─── QUOTED PASSAGE

Be honest: Right now, there is a ton of backlash on influencers and celebrities speaking to the Coronavirus (ex: Vanessa Hudgens), causing consumers everywhere to ask these influencers to check their privilege.

  • Encourage these public figures to use your social channel – and theirs – for good during this tough time. (i.e., Did they remain true to themselves? Were they honest with their community? Did they help their community? Etc.)
  • The only products that should be marketed via influencers are ones that are purchasable online. Brands don’t want to encourage people to leave their homes to go pick up an item from a store.
  • Note: Because shipments from major e-tailers (i.e., Amazon, Walmart, etc.) are going to be delayed substantially or cancelled, the best products for influencer marketing are ones that have their own fulfillment channels, such as a POS page on their website. If you cannot get products to a new customer, can you create content with an influencer to speak to your existing customer base and inspire an authentic interaction with the brand? (ex: Influencer featuring “WFH Video Call hair styling tips” with X hair tool).

Categories and brand positioning that are working right now:

  • Food-Related Products: People are cooking now more than ever and want recipe inspiration. People are also bulk-buying groceries and are planning ahead with shopping lists. Staple brands need to be top of mind, as well as occasional products, too. As more begin to explore the kitchen and search for variety at home, specialty kitchen appliances like blenders, bread makers, sous vide machines, slow cookers and others are making meal prep a little more fun. Now is the time to snag that Vitamix of your dreams!
  • Wellness: Being stuck inside all day, people are turning to products that bring a benefit to them and the lives they care about most: air purifiers, non-toxic cleaning products, stress-relieving vitamins and sleep aids, to name a few. My family, including three dogs, could not live without our Blueair air purifiers in every single room.
  • Home Fitness: Anything related to home fitness, exercise and solo sports is of high interest to consumers. And consider it a bonus if you deliver content from unexpected fan favorites or options to keep you laughing during your workout.
  • Leisure + Comfort: With the shift to work from home, anything that makes you and your surrounding area more comfortable has major consumer interest. This extends to leisure clothing and shoes, furniture, bedding and home organization cabinets or containers.

In summary:

  • Overt branding and marketing within influencer content are not the best approach. Relatable and authentic storytelling is key. Influencers should connect with consumers and tout the personal benefit they’ve experienced from the brand/product instead of sharing marketing messages.

──────

» PROBLEMS AND TASKS:
1. In the influencer marketing text, why should influencers promote only products that can be bought online?
2. Rewrite the influencer marketing text starting at "Categories and brand" and ending at "of your dreams!", with "Food-Related Products" swapped for "Pantry Goods".

─── DATA

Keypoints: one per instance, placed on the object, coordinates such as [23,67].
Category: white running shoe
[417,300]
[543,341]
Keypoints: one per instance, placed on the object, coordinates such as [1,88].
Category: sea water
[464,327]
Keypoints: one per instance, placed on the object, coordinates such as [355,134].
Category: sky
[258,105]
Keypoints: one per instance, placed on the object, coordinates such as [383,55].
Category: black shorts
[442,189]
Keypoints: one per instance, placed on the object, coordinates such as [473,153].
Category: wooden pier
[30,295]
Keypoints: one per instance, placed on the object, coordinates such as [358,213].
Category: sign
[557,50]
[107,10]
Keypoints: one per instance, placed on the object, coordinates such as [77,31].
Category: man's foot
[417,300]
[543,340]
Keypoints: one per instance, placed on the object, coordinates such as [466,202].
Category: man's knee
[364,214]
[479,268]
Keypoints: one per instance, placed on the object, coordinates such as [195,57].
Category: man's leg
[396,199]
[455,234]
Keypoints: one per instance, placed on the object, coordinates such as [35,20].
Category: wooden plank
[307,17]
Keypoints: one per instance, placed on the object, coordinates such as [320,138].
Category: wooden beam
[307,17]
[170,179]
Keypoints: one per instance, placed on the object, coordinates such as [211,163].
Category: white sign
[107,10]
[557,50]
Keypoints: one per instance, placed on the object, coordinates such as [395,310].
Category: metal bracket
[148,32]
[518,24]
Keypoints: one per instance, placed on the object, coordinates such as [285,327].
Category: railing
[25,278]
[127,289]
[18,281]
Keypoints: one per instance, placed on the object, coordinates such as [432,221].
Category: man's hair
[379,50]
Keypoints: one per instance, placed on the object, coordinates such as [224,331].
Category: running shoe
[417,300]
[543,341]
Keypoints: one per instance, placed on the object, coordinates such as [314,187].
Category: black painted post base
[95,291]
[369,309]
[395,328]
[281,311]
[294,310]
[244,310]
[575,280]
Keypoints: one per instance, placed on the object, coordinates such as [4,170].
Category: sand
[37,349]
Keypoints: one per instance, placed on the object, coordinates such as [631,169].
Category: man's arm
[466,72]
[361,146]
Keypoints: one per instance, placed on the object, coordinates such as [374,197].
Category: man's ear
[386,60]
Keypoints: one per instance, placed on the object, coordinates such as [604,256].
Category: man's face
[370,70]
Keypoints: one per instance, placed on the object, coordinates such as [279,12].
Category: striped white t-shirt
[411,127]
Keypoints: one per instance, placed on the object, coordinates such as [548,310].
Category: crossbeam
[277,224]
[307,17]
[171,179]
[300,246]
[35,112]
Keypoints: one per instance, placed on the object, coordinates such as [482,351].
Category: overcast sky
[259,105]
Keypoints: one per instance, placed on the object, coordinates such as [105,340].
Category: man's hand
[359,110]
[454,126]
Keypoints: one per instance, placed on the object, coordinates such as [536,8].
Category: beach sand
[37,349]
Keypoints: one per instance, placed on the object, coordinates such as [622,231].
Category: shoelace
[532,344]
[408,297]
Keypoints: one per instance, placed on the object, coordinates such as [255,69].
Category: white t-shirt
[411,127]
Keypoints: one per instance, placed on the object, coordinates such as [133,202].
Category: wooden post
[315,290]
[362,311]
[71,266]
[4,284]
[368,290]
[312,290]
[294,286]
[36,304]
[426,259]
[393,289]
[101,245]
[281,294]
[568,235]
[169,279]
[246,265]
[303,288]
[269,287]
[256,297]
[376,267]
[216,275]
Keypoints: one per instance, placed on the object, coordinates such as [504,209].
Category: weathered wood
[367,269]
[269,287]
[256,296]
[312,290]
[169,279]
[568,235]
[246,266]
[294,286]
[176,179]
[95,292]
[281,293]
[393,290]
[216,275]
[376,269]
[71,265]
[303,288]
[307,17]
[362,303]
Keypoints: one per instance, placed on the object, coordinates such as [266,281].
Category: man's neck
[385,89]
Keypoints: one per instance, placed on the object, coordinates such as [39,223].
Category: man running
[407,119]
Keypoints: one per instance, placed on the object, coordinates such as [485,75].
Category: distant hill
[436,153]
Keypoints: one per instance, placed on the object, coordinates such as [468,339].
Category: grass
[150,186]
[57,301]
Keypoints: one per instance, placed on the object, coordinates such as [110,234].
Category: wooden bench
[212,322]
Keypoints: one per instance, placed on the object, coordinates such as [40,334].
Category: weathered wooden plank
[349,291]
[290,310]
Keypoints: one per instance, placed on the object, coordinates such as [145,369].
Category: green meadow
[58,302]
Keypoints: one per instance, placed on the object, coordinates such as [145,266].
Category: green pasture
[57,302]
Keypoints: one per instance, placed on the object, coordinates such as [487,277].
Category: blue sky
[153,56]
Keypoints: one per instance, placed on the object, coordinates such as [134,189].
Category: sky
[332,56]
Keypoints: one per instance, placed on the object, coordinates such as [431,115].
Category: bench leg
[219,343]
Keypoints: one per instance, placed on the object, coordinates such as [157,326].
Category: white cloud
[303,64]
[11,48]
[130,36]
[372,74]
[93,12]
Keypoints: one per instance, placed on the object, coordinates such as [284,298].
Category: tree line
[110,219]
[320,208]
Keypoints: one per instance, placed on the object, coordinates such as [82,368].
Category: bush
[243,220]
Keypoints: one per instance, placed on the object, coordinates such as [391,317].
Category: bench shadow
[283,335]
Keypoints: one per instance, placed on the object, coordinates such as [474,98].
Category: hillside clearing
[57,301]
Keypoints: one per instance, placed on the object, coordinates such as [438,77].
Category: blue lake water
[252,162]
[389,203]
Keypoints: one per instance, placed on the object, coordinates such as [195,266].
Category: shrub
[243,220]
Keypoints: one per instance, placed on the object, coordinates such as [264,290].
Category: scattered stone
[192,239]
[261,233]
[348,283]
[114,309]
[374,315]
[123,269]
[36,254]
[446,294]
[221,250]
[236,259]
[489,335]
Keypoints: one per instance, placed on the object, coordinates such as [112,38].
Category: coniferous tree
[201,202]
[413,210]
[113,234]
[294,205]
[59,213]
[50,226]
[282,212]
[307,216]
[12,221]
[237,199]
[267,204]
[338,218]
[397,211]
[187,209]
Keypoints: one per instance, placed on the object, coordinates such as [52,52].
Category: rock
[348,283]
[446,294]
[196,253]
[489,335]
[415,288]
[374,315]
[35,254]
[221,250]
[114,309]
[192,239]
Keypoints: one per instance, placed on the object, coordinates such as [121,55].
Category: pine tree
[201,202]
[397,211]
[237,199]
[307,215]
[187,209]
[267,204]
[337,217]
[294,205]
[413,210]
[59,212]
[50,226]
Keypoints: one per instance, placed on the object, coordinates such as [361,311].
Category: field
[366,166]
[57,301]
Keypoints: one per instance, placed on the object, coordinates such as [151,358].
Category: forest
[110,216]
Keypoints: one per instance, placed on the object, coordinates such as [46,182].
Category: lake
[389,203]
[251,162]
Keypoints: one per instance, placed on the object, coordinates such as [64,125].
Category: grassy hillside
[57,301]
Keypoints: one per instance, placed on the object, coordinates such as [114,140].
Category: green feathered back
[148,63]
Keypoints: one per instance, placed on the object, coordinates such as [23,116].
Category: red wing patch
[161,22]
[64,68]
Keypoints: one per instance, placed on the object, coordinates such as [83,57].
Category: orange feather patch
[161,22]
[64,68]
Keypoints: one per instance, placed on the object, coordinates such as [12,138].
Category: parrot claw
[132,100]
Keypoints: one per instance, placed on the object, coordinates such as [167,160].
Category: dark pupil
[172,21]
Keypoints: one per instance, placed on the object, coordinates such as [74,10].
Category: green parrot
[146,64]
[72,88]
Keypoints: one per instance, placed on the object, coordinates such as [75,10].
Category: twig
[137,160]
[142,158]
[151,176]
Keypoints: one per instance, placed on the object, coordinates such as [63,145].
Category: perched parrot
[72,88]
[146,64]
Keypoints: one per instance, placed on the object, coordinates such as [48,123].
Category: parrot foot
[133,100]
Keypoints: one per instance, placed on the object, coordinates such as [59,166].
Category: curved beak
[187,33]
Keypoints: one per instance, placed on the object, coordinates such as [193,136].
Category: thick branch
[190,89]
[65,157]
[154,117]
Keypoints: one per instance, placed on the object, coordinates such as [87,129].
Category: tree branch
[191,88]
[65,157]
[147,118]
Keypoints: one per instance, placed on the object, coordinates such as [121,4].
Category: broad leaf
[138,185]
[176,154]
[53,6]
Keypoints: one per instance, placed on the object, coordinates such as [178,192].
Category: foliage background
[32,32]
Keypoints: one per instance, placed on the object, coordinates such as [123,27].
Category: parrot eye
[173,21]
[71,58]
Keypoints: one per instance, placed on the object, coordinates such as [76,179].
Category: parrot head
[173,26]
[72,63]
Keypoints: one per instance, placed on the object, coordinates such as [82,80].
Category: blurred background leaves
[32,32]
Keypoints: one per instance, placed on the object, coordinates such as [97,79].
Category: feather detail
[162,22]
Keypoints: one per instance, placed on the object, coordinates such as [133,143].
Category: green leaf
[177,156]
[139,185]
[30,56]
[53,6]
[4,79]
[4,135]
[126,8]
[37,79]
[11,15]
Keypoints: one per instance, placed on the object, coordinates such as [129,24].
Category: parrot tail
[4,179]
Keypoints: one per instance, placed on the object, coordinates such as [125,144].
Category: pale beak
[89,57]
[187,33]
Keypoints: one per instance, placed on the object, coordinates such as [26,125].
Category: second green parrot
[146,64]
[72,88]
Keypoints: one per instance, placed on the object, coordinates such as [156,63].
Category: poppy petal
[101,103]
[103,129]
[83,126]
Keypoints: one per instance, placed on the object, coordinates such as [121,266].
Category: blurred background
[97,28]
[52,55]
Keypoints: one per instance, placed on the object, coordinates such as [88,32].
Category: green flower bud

──────

» RESULTS BY TASK:
1. Brands don't want to encourage people to leave their homes to pick up an item from a store.

2.
Categories and brand positioning that are working right now:

  • Pantry Goods: People are cooking now more than ever and want recipe inspiration. People are also bulk-buying groceries and are planning ahead with shopping lists. Staple brands need to be top of mind, as well as occasional products, too. As more begin to explore the kitchen and search for variety at home, specialty kitchen appliances like blenders, bread makers, sous vide machines, slow cookers and others are making meal prep a little more fun. Now is the time to snag that Vitamix of your dreams!